TEXTABSCHNITT:
701. BGH 3 StR 52/16 – Beschluss vom 19. April 2016 (LG Lüneburg)

Vermögensschaden bei Einreichung ungedeckter Schecks (Zugriffsmöglichkeit des Angeklagten nach vorläufiger Gutschrift; Gefährdung der Inkassobank; Schaden in Höhe des gesamten Scheckbetrags; Bezifferung).

§ 263 StGB; Art. 103 Abs. 2 GG

Reicht der Täter ungedeckte Schecks bei der Inkassobank ein und schreibt diese die Scheckbeträge täuschungs- und irrtumsbedingt zunächst vorläufig gut, so tritt ein Vermögensschaden bereits zu diesem Zeitpunkt ein, wenn der Täter während des Zeitraums der vorläufigen Gutschrift der Scheckbeträge hierauf Zugriff genommen hat oder jedenfalls Zugriff hätte nehmen können und die Inkassobank nach den konkreten Umständen des Einzelfalles durch das ihr zustehende Rückbelastungsrecht nicht hinreichend gegen eine Vermögenseinbuße gesichert ist. Dies rechtfertigt es regelmäßig, von einem Schaden in Höhe der gesamten Scheckbeträge auszugehen. Eine weitere Bezifferung des Schadens ist dann auch mit Blick auf verfassungsgerichtliche Rechtsprechung nicht erforderlich.

AUFGABE: Gib den gesamten Text über den Vermögensschaden bei ungedeckten Schecks wortwörtlich wieder. Die Zeilen stammen aus einer anderen Quelle.

ZEILEN:

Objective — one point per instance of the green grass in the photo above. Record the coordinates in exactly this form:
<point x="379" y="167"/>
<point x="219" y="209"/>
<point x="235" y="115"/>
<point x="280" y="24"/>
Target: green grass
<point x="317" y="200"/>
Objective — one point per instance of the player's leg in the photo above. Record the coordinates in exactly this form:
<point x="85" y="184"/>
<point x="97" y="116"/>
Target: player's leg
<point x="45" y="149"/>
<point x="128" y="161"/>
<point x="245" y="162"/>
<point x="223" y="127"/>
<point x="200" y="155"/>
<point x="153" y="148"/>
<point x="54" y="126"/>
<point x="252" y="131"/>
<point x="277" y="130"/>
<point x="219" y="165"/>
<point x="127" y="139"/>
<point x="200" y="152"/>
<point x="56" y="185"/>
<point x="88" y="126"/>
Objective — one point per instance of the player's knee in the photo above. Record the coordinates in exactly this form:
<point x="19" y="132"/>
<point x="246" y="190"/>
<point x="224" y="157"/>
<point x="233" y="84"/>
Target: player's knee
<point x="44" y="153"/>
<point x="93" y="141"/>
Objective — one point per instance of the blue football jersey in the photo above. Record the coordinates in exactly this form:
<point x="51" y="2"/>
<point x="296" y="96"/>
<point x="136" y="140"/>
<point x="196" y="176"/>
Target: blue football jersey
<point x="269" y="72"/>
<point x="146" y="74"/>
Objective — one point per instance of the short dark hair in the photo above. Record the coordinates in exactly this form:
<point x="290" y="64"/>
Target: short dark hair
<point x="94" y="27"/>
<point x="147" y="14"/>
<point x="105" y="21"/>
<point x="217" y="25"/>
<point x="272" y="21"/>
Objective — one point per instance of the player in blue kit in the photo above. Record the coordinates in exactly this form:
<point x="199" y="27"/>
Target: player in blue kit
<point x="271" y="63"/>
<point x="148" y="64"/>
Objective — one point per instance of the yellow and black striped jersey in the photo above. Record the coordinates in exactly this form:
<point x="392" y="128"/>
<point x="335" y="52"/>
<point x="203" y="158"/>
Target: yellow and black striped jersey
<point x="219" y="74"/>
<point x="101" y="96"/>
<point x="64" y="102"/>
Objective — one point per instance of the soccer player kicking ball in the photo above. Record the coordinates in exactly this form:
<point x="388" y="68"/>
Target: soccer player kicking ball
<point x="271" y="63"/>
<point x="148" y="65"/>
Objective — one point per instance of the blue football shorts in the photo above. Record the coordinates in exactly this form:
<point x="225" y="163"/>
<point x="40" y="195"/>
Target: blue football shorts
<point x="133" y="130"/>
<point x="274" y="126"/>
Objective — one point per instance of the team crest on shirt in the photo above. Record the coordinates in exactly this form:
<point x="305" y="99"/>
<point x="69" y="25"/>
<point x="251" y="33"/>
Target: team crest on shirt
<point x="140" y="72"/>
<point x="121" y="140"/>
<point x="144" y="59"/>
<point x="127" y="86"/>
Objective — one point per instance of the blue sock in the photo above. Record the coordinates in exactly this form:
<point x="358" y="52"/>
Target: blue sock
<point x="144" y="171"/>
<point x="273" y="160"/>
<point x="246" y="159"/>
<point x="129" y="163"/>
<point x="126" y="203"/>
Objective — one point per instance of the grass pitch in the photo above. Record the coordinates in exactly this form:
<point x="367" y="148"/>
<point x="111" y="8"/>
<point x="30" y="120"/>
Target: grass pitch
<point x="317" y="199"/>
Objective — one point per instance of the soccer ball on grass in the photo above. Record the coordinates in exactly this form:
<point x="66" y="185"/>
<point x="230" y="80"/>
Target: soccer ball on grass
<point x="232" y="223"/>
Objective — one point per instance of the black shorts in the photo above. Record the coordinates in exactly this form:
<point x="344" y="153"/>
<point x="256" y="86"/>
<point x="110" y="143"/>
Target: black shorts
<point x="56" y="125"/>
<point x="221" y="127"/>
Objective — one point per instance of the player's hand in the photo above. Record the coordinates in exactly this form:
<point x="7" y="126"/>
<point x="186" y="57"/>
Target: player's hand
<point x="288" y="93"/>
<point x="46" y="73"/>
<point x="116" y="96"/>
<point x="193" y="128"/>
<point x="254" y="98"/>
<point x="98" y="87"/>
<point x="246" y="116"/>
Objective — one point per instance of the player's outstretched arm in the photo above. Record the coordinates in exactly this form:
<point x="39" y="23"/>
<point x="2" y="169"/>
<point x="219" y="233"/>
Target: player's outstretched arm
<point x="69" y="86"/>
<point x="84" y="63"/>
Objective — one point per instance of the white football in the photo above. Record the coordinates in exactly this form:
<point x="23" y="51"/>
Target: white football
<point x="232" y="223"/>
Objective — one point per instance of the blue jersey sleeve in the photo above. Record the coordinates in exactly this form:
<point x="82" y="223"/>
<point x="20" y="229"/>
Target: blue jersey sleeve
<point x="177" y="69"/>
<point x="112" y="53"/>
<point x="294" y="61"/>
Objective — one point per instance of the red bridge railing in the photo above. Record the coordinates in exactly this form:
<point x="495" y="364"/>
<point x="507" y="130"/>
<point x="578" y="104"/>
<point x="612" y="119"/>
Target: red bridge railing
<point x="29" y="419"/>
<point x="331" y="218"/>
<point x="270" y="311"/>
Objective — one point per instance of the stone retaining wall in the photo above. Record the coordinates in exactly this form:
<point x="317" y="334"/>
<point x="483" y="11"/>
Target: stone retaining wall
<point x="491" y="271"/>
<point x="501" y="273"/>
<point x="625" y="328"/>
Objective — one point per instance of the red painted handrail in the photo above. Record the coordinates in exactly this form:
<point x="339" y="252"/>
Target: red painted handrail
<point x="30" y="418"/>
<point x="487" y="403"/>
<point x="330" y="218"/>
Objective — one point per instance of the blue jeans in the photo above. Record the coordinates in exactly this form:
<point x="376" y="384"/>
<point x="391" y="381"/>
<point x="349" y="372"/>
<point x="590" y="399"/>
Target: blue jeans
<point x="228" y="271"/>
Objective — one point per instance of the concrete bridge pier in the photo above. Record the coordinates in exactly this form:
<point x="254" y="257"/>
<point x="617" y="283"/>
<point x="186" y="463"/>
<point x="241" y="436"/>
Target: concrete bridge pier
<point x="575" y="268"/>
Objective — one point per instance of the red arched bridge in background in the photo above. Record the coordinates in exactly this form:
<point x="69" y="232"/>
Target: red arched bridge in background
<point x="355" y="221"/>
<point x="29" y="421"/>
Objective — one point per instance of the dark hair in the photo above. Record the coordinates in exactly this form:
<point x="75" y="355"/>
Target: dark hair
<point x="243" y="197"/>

--

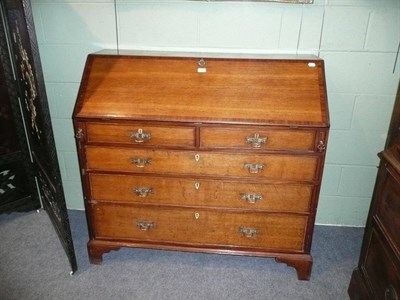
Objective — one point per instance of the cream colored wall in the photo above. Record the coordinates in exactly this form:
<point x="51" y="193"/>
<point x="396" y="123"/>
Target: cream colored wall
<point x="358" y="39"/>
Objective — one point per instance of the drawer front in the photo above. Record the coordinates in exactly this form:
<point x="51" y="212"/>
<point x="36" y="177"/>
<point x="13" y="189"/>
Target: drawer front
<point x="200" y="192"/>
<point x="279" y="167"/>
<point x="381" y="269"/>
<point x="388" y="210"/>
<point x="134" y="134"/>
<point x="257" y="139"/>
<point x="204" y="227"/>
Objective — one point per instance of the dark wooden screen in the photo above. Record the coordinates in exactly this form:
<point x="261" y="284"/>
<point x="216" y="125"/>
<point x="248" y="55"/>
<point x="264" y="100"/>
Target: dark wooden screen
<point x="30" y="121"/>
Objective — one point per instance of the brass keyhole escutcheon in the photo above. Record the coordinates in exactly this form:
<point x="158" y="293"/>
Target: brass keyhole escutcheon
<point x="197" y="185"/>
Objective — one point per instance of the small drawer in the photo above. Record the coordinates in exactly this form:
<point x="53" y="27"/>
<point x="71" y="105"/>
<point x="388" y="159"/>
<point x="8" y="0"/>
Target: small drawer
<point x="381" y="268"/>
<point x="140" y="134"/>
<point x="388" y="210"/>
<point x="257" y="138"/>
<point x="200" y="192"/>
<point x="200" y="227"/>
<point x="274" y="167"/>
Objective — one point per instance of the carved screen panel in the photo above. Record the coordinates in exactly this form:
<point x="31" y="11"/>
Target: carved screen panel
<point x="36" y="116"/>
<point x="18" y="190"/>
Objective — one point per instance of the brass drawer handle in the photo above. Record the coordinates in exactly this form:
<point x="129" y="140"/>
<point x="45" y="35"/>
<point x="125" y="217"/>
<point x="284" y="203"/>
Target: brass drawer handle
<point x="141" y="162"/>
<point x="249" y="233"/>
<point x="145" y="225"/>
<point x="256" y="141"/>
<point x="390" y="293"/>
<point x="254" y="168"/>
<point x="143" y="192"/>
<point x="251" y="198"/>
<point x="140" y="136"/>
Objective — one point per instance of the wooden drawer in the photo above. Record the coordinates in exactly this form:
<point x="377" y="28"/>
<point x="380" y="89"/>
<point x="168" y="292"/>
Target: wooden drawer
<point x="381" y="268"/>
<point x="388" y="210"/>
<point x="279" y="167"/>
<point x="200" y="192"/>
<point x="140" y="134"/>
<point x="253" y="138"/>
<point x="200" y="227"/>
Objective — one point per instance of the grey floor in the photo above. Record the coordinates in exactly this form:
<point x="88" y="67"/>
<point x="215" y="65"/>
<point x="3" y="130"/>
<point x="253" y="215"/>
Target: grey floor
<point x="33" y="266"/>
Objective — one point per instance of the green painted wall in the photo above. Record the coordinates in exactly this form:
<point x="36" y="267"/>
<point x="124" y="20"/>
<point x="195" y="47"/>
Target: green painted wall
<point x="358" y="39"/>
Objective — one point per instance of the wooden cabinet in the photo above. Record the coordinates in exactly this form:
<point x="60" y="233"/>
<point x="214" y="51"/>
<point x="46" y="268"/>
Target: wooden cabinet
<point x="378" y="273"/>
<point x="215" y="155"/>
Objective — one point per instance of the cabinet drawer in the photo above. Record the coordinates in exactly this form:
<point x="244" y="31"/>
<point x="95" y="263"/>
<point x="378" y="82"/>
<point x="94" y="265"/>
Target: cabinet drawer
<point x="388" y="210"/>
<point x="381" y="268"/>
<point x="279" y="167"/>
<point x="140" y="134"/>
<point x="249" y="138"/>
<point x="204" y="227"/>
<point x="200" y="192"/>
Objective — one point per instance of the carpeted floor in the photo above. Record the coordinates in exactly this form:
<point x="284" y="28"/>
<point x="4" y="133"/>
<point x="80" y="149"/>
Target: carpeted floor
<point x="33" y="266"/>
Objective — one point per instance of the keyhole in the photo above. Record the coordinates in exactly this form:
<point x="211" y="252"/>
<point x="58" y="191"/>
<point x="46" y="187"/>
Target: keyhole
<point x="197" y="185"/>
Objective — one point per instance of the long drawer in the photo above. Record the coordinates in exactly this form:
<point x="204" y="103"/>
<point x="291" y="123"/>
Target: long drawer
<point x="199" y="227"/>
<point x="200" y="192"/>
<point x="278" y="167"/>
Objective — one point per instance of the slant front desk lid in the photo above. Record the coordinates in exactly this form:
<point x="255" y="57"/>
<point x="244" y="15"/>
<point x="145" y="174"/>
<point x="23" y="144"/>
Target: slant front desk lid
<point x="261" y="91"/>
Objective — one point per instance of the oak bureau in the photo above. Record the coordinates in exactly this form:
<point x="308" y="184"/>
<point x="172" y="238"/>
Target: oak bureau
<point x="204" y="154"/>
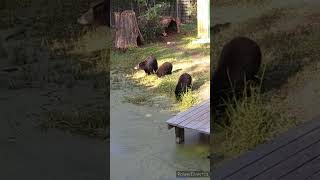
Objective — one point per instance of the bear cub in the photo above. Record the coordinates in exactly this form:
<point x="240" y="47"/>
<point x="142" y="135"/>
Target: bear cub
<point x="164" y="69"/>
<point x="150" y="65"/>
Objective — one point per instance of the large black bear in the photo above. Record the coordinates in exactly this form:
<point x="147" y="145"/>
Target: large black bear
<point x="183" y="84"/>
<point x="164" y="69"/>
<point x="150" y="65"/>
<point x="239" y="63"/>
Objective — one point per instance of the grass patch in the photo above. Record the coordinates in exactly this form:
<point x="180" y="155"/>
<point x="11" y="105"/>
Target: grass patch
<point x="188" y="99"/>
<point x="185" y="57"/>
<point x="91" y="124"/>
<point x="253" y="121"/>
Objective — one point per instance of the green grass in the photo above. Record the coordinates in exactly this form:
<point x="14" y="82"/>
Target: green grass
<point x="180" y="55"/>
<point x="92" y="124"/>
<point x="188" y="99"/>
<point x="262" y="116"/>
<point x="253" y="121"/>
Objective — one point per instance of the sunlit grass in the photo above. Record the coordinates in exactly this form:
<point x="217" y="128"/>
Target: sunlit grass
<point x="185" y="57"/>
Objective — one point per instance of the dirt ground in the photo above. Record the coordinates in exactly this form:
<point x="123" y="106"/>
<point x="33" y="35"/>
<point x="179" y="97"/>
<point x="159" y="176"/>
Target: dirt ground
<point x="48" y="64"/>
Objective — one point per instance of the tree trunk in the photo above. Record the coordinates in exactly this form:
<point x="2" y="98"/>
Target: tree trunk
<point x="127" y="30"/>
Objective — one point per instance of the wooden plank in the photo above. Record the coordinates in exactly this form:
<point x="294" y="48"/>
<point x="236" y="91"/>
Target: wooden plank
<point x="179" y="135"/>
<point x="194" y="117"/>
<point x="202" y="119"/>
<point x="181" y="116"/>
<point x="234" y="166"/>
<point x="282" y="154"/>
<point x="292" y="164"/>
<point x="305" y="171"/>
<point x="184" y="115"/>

SCHRIFTLICHE ANTWORT:
701. BGH 3 StR 52/16 – Beschluss vom 19. April 2016 (LG Lüneburg)

Vermögensschaden bei Einreichung ungedeckter Schecks (Zugriffsmöglichkeit des Angeklagten nach vorläufiger Gutschrift; Gefährdung der Inkassobank; Schaden in Höhe des gesamten Scheckbetrags; Bezifferung).

§ 263 StGB; Art. 103 Abs. 2 GG

Reicht der Täter ungedeckte Schecks bei der Inkassobank ein und schreibt diese die Scheckbeträge täuschungs- und irrtumsbedingt zunächst vorläufig gut, so tritt ein Vermögensschaden bereits zu diesem Zeitpunkt ein, wenn der Täter während des Zeitraums der vorläufigen Gutschrift der Scheckbeträge hierauf Zugriff genommen hat oder jedenfalls Zugriff hätte nehmen können und die Inkassobank nach den konkreten Umständen des Einzelfalles durch das ihr zustehende Rückbelastungsrecht nicht hinreichend gegen eine Vermögenseinbuße gesichert ist. Dies rechtfertigt es regelmäßig, von einem Schaden in Höhe der gesamten Scheckbeträge auszugehen. Eine weitere Bezifferung des Schadens ist dann auch mit Blick auf verfassungsgerichtliche Rechtsprechung nicht erforderlich.